» **ENTRIES**:
━━━━━━━━

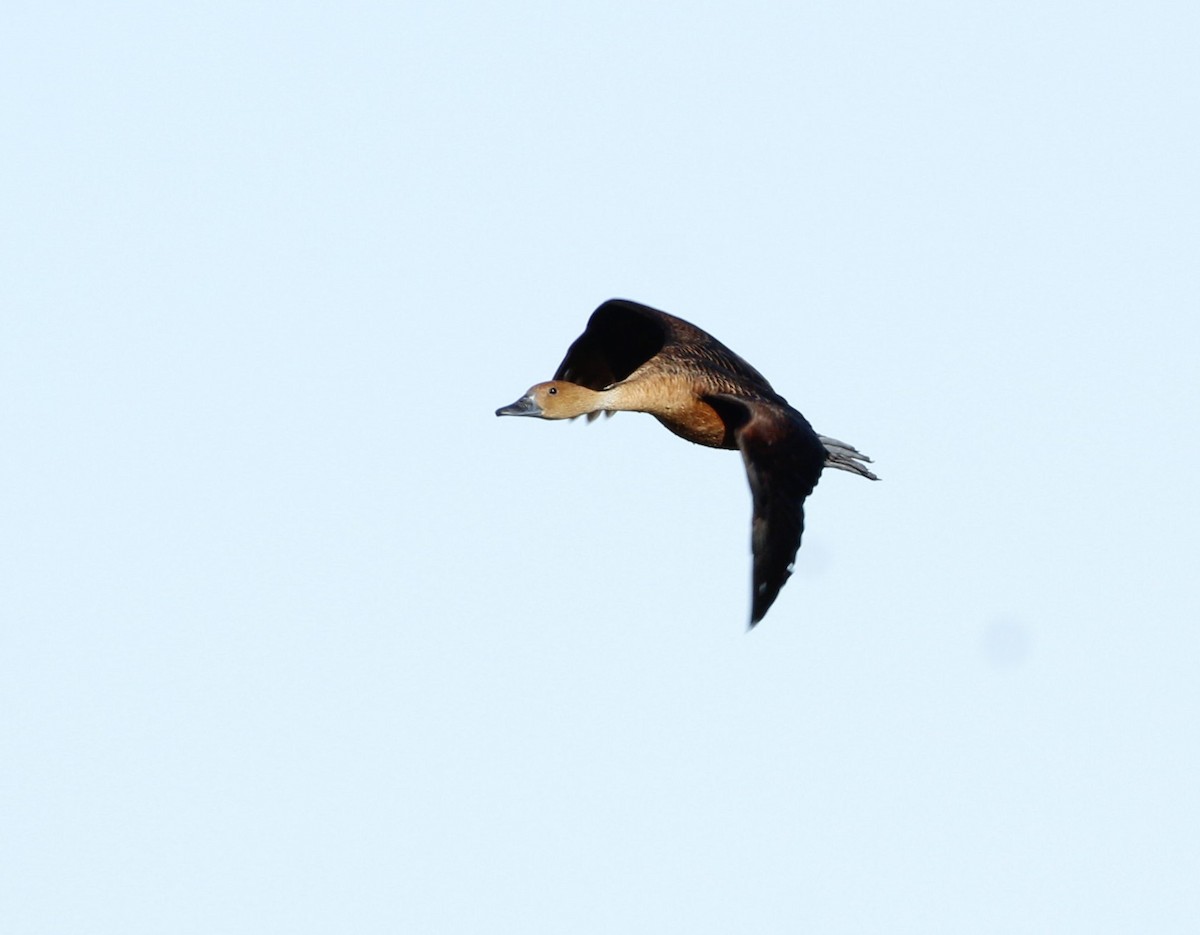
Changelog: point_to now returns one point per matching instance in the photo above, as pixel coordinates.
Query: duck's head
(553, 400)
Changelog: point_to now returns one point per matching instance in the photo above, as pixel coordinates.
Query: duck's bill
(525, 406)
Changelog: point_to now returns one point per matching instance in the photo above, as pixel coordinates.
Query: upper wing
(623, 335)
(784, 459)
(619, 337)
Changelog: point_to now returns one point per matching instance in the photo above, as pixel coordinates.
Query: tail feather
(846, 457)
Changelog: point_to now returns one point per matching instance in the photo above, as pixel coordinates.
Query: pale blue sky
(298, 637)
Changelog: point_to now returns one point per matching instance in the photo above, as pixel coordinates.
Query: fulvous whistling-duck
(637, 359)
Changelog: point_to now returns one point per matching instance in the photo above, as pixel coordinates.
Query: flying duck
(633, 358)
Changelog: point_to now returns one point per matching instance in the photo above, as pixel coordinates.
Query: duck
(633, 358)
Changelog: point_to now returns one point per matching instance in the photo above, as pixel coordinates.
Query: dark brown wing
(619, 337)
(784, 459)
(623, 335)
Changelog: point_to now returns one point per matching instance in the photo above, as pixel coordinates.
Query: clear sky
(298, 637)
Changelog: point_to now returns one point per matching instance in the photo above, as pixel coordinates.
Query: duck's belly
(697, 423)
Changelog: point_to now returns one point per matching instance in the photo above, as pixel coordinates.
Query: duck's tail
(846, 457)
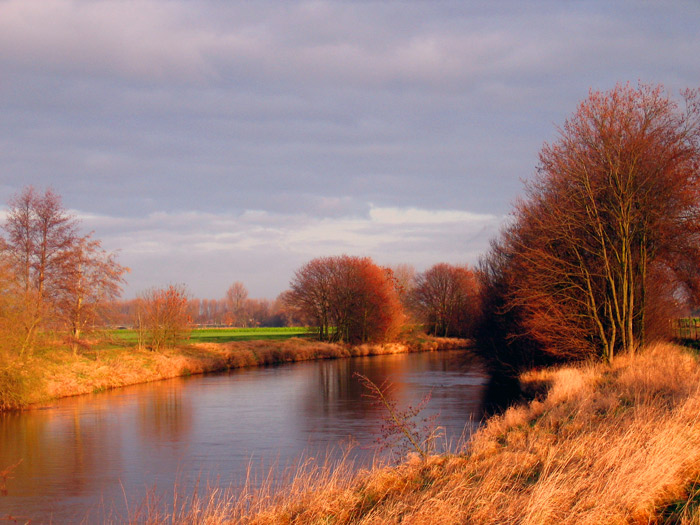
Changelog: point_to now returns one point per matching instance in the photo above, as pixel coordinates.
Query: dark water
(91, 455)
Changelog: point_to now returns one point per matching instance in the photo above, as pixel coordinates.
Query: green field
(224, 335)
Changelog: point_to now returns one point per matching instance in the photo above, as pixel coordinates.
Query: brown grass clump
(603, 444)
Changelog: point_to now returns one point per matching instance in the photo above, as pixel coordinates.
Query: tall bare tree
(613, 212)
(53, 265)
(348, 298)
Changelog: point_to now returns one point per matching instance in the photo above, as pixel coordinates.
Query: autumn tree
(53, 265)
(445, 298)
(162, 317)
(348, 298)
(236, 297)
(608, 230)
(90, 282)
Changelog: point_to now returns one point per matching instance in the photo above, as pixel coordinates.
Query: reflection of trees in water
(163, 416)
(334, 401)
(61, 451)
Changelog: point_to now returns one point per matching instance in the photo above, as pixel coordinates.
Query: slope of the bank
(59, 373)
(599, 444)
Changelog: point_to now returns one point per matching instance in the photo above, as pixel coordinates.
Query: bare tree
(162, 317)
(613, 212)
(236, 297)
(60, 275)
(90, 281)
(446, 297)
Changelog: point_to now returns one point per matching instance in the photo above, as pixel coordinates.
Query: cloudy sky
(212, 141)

━━━━━━━━

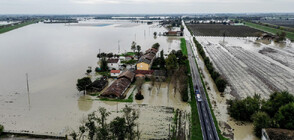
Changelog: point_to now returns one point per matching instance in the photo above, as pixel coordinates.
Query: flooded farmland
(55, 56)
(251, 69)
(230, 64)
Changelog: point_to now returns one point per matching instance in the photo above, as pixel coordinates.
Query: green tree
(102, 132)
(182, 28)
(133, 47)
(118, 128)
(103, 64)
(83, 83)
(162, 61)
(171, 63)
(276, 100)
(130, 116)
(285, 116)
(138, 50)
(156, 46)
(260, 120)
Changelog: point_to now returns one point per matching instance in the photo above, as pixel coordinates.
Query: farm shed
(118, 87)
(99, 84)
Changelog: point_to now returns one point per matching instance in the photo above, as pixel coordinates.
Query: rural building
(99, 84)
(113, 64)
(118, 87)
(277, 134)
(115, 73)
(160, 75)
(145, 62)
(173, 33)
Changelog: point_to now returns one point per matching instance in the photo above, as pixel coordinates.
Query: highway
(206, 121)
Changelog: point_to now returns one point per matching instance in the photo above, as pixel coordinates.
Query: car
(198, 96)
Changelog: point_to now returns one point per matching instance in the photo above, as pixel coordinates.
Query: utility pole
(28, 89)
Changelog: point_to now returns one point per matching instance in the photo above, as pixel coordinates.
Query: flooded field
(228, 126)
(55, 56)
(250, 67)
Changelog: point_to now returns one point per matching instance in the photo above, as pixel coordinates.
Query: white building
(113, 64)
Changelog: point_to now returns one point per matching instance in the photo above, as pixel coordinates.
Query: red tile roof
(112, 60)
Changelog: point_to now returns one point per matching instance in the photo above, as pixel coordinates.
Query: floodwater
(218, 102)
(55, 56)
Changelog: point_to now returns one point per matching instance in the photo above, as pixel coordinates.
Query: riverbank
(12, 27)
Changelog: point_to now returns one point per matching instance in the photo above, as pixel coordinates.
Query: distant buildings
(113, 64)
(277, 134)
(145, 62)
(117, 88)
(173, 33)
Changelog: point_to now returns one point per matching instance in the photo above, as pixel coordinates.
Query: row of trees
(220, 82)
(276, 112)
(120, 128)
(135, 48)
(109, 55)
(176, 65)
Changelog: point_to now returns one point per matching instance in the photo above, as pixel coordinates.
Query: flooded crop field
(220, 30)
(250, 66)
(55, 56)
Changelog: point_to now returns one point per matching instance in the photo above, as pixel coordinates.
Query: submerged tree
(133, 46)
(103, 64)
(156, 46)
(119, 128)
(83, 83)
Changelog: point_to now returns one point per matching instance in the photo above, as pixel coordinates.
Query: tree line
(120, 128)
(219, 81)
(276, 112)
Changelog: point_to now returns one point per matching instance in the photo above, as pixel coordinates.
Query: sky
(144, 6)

━━━━━━━━

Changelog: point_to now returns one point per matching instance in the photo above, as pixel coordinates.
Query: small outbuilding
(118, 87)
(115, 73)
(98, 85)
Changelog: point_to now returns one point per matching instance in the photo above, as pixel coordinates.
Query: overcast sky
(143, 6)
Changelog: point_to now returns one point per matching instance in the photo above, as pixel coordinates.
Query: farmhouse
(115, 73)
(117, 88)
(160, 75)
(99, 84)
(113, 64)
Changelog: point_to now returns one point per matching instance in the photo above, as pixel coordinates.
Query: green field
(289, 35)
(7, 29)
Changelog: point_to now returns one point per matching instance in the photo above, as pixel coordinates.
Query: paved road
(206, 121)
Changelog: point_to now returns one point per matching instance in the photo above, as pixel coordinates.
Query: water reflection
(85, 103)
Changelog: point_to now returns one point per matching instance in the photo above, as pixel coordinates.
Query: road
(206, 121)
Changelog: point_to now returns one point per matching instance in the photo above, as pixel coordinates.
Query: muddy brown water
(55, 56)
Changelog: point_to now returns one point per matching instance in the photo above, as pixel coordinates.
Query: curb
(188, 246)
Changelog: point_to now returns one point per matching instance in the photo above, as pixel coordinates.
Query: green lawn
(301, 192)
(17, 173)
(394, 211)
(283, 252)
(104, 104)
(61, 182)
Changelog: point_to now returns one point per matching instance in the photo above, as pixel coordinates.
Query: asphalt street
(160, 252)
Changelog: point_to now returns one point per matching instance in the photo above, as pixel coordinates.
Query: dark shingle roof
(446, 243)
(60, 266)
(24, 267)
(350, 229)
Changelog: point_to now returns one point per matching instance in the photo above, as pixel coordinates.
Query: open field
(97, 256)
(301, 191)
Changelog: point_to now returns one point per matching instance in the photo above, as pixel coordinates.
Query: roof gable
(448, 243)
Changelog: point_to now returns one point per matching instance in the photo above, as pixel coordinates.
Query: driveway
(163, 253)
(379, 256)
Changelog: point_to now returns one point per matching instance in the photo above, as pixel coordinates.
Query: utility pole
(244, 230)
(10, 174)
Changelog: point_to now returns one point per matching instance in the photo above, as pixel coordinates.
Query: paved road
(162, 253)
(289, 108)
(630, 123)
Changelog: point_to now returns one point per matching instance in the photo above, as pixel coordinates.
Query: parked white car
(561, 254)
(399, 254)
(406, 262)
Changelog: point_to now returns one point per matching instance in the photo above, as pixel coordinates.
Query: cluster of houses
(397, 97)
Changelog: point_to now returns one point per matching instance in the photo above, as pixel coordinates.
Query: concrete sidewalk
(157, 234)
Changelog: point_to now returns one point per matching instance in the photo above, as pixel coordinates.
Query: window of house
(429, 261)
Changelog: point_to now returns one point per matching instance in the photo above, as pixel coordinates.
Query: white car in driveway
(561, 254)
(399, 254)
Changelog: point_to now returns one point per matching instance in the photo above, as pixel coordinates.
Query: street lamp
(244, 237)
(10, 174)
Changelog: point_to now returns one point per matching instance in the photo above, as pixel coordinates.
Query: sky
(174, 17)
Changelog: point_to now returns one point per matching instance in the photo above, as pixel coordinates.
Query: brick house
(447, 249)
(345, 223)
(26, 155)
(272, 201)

━━━━━━━━

» **TASK OBJECTIVE**:
Pull out every line of the entries above that contains the word "flooded", matching case exactly.

» **ANSWER TO THIS EXERCISE**:
Query: flooded farmland
Query: flooded field
Query: flooded crop field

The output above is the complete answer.